Anyway, after our first wrong turn as we entered the village, we saw the lot and before we were spotted by any locals and encouraged to stay and experience any dropsy and quantan fever-filled hospitality, we sped off down an unmade track, grinding my poor new car's bottom along as we went, towards my intended destination.

The waterfalls of Cimbarra. 

We had mentally prepared ourselves for slight disappointment as we were coming to the end of a long, very hot and very dry summer. We knew that cascades of water were not just unlikely but out of the question. But we were blown away by the place, even without a dribble.

It was silent. It was vast. It was just mindblowingly beautiful. I posted these on Facebook, but I share them again here on the basis that you just can't get too much of a good thing!


Look at the amazing rock formations in the distance!

And close up!

We couldn't be sure but it looked as though at one time, there had been some sort of mill here. 

Which would explain the millstones...but we were miles from anywhere....most strange.

Fascinating rock strata

And then, the pool of unfathomable depth where, in spring, the waterfall splashes down.

You can see where the water will travel and that we very nearly had a trickle as it had rained earlier in the week.

There is a little water in those top hollows...

A zoom in to the cave behind where the water falls
 And a clip that I filmed as we first arrived and enjoyed the silence and the landscape.

******

__CHECK YOUR UNDERSTANDING__
1: In the excerpt about the waterfalls of Cimbarra, why had the visitors prepared themselves for slight disappointment?
2: Duplicate the part of the Cimbarra excerpt from "And then, the" up to and including "and the landscape.".

__ENTRIES SUPPLIED__
******

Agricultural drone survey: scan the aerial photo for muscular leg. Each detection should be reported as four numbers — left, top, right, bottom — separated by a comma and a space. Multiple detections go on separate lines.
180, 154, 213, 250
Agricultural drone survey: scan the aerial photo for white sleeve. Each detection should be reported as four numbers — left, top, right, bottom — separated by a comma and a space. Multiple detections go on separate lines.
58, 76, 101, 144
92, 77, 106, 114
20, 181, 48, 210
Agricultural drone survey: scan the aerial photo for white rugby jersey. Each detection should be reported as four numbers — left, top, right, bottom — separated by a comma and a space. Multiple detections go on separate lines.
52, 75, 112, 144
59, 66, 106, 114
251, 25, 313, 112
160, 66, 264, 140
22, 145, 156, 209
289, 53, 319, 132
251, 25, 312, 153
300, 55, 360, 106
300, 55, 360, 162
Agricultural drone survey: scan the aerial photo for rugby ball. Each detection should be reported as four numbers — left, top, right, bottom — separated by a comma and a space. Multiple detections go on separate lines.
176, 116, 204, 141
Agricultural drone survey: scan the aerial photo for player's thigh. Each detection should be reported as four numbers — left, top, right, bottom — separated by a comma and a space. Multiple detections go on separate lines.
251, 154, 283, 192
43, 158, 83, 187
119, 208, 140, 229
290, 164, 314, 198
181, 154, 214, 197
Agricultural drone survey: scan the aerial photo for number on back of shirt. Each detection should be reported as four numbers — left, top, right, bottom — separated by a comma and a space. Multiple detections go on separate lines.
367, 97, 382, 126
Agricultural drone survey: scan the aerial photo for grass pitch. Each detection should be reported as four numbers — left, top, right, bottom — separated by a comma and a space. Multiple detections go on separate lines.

******

__RESPONSE LIST__
1: They were coming to the end of a long, very hot and very dry summer.

2:
And then, the pool of unfathomable depth where, in spring, the waterfall splashes down.

You can see where the water will travel and that we very nearly had a trickle as it had rained earlier in the week.

There is a little water in those top hollows...

A zoom in to the cave behind where the water falls
 And a clip that I filmed as we first arrived and enjoyed the silence and the landscape.